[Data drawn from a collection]
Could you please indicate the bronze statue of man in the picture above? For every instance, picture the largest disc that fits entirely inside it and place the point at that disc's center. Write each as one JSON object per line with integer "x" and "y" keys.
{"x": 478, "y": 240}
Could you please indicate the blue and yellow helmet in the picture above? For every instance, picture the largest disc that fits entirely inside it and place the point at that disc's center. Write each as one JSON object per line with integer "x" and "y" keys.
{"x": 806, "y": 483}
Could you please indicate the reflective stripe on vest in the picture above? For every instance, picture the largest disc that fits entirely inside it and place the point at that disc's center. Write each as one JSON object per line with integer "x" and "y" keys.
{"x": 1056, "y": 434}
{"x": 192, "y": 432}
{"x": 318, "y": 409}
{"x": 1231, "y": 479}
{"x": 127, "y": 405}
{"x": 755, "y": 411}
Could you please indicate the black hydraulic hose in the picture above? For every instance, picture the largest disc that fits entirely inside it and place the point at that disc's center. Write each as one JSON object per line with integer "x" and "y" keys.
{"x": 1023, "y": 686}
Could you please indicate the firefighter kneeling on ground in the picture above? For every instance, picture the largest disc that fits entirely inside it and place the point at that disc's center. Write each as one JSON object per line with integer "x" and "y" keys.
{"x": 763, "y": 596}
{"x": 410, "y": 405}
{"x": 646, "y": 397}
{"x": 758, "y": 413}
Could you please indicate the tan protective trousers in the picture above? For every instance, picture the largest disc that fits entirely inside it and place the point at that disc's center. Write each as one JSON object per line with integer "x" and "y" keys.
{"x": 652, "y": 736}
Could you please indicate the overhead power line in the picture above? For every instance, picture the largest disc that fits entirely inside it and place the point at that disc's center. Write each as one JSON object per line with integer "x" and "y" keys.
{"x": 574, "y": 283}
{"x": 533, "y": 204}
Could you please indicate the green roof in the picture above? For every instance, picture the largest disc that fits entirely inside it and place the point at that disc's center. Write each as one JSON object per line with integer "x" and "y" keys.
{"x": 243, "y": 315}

== Task details ==
Reproduce the records word for word, starting at the line containing "Could you please indicate the tan" and continuing through the end of the records, with the first and last lines included.

== Task answer ==
Could you please indicate the tan protective trousers in the picture above? For every instance, picture the largest disc that fits entirely inside it and place the point at that disc's center. Write each as one JSON object per line with integer "x" and "y" keys.
{"x": 652, "y": 736}
Could you please indicate the overhead power line in the picture above? For every instance, picture the largest disc that fits entirely inside it and place the point at that disc's center. Write each as one JSON object per line with integer "x" and "y" keys.
{"x": 574, "y": 283}
{"x": 533, "y": 204}
Could you please indicate the green roof in the picture above? For every instance, picture the largest disc that fits entirely inside it and place the point at that disc's center. Write each as one JSON object per line with integer "x" and "y" keys.
{"x": 243, "y": 315}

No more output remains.